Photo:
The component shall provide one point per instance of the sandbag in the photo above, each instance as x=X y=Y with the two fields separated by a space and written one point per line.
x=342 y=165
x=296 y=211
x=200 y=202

· · ·

Pick out each line of the data above that contains the word "shall", and reproduce every such line in full.

# [OUTPUT BELOW]
The component shall provide one point per instance of the sandbag in the photo above, each instance as x=X y=Y with the two fields separated by a space and written one point per line.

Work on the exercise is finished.